Records from a data source:
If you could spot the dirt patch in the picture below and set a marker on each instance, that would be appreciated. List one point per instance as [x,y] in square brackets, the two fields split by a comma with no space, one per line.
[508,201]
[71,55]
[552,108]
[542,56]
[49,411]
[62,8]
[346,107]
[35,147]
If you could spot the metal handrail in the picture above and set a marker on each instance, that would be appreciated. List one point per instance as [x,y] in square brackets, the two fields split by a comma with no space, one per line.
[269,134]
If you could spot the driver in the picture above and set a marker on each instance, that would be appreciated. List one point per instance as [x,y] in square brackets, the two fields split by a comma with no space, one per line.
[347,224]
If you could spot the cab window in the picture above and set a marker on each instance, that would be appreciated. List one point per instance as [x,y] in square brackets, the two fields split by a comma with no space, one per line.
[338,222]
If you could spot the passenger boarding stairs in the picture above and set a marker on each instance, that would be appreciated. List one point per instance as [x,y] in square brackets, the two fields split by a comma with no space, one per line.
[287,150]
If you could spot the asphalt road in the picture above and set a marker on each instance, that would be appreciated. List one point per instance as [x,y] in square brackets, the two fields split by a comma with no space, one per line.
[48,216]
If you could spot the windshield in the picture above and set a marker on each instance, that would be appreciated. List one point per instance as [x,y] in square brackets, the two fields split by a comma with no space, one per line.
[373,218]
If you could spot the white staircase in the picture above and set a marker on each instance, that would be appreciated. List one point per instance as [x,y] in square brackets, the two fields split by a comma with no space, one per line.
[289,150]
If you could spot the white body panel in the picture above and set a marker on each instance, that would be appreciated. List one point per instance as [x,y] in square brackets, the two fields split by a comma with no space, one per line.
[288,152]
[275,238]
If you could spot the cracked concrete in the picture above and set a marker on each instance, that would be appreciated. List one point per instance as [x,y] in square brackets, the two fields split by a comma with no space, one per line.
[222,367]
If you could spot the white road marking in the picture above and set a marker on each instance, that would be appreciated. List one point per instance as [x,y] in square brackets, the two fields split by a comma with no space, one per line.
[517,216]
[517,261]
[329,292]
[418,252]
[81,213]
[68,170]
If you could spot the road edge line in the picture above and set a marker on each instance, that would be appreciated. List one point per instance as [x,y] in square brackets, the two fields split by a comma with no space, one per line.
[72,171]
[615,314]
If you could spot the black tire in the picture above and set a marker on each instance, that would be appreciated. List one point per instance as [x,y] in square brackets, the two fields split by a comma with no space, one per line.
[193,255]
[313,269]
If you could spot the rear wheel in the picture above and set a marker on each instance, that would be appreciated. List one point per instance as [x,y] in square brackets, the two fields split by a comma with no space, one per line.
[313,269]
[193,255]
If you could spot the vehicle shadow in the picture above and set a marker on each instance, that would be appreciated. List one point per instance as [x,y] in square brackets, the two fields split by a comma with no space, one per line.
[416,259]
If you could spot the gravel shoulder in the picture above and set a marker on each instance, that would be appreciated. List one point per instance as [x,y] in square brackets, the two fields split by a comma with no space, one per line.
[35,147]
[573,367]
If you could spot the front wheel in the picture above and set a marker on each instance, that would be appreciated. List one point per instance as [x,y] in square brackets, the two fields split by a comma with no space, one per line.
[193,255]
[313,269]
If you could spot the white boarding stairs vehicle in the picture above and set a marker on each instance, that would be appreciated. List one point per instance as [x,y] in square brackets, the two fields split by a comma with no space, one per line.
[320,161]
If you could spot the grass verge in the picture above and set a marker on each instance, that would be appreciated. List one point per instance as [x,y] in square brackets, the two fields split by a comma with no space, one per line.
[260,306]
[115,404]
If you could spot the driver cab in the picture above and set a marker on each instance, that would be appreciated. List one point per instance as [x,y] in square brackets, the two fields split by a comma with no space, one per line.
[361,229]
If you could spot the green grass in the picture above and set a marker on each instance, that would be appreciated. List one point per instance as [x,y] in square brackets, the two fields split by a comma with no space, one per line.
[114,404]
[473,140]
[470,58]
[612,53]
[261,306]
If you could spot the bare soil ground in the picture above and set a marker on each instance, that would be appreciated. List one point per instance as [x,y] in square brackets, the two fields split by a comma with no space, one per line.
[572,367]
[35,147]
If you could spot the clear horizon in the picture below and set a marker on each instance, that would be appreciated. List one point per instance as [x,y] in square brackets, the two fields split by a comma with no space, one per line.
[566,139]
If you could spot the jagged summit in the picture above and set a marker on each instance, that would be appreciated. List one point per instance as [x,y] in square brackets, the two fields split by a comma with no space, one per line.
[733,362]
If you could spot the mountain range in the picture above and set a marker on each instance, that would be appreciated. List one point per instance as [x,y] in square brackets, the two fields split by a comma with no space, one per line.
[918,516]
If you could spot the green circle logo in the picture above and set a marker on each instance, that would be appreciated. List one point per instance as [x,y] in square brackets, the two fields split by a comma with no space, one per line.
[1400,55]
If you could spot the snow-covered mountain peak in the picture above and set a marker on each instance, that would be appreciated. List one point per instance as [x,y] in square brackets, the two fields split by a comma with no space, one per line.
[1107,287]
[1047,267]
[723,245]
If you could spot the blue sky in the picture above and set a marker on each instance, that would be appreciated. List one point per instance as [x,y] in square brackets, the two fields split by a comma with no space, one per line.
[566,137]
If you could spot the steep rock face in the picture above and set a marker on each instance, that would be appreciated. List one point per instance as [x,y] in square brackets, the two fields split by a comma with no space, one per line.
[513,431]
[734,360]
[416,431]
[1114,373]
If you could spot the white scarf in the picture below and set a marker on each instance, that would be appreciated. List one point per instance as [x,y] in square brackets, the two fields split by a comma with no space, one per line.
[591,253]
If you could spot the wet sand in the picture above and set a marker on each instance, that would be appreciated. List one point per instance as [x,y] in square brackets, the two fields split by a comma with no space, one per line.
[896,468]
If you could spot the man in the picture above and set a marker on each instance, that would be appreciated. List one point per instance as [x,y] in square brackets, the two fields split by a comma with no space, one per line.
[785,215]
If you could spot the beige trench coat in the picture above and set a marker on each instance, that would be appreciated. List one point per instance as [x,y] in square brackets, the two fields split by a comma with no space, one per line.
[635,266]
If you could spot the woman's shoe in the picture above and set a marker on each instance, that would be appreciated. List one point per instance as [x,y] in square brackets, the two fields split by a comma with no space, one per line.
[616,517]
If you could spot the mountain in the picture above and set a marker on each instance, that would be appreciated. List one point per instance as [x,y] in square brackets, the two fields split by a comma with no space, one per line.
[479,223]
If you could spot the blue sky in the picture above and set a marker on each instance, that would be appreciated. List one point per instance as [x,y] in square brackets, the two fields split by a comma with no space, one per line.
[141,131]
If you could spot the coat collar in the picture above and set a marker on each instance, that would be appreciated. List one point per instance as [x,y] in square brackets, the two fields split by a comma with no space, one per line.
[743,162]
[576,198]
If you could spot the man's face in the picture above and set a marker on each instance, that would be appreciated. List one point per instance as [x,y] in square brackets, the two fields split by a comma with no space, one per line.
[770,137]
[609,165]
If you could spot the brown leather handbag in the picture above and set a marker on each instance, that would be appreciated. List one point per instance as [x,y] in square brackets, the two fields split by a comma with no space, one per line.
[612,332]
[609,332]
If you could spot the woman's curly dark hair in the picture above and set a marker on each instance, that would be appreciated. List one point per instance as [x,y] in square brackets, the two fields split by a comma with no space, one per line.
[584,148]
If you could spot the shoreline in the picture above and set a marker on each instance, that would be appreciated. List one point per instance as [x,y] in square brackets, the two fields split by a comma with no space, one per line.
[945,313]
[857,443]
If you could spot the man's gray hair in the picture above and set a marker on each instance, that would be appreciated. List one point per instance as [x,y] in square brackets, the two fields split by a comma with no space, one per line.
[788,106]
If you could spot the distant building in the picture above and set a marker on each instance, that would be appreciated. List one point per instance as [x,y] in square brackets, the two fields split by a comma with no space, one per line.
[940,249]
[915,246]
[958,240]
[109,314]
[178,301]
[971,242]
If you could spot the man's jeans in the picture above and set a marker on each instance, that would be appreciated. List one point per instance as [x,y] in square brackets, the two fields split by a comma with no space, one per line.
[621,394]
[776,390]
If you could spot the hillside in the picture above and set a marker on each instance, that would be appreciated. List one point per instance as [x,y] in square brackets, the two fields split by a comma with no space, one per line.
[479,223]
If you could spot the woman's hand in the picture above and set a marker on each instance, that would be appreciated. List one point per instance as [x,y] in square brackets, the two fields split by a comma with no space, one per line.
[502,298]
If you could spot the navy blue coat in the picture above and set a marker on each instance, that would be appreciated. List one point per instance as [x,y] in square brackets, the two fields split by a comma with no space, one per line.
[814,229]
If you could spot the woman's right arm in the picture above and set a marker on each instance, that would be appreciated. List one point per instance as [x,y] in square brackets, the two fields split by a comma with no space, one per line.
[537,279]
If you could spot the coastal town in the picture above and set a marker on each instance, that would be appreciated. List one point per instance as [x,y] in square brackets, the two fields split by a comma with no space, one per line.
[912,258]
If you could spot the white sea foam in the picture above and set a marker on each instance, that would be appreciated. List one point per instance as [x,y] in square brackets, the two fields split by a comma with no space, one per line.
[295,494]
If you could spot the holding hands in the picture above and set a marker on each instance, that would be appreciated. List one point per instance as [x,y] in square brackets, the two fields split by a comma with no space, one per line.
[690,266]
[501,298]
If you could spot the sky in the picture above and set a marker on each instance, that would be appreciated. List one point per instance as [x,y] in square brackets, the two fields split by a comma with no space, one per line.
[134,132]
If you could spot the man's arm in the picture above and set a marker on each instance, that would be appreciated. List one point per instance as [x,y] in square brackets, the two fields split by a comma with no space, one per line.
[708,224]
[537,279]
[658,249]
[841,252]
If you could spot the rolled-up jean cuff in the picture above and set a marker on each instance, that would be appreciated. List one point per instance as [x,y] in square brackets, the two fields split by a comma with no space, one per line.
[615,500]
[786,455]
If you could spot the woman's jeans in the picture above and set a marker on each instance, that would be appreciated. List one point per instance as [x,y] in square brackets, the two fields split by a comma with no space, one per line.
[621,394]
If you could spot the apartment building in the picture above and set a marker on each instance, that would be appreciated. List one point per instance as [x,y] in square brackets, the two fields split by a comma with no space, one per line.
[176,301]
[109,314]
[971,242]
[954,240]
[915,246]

= WORK INSTRUCTION =
Looking at the records above, please output exactly the lines that run from the one holding "If you could spot the rolled-up" to the final line, and only those.

= EXERCISE SOLUTION =
If you could spot the rolled-up jean cuff in the picture above and set a marker on each instance, that would be appreciated. List one point per instance as [x,y] in square brackets, the two fields split by a comma with no space, one per line.
[615,500]
[786,455]
If you could spot the woman's jeans in the picture above and set a marker on each instance, that would be appreciated. List one point per instance as [x,y] in square brackets, the two fields split by a comma with no space, one per line.
[621,394]
If you could spot the apartment building in the picture above and set a marker on each instance, that would be appreciated. List one point per instance as [x,y] in square brackets, the two fields split by a comma with no space, one per line.
[176,301]
[109,314]
[971,242]
[954,240]
[915,246]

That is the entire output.